AIM OF THE EXERCISE:
I would like every record below transcribed exactly as it is.
══ RECORDS FOR THIS EXERCISE
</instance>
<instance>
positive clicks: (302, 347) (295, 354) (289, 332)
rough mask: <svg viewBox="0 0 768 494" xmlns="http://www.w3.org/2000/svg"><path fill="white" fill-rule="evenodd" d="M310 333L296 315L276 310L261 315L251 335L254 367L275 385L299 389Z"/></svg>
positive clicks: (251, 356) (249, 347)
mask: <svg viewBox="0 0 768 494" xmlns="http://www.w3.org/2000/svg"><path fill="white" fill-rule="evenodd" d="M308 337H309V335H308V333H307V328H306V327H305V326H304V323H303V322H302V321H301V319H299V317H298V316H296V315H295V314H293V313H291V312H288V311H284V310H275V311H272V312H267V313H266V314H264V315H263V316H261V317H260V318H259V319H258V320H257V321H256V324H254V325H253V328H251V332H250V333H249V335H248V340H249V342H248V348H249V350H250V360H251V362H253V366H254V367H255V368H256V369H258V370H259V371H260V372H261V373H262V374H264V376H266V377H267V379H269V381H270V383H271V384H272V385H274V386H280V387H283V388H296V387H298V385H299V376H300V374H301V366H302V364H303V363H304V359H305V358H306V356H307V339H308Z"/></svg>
════
TASK SOLUTION:
</instance>
<instance>
positive clicks: (302, 347) (295, 354) (289, 332)
rough mask: <svg viewBox="0 0 768 494" xmlns="http://www.w3.org/2000/svg"><path fill="white" fill-rule="evenodd" d="M310 333L296 315L276 310L261 315L251 335L254 367L275 385L299 389Z"/></svg>
positive clicks: (251, 356) (249, 347)
mask: <svg viewBox="0 0 768 494" xmlns="http://www.w3.org/2000/svg"><path fill="white" fill-rule="evenodd" d="M308 337H309V335H308V333H307V328H306V327H305V326H304V323H303V322H302V321H301V319H299V317H298V316H296V315H295V314H293V313H291V312H288V311H284V310H275V311H272V312H267V313H266V314H264V315H263V316H261V317H260V318H259V319H258V320H257V321H256V324H254V325H253V328H251V332H250V333H249V335H248V340H249V342H248V348H249V350H250V360H251V362H253V366H254V367H255V368H256V369H258V370H259V371H260V372H261V373H262V374H264V376H266V377H267V379H269V381H270V383H271V384H272V385H274V386H280V387H283V388H296V387H298V385H299V376H300V374H301V366H302V364H303V363H304V359H305V358H306V356H307V339H308Z"/></svg>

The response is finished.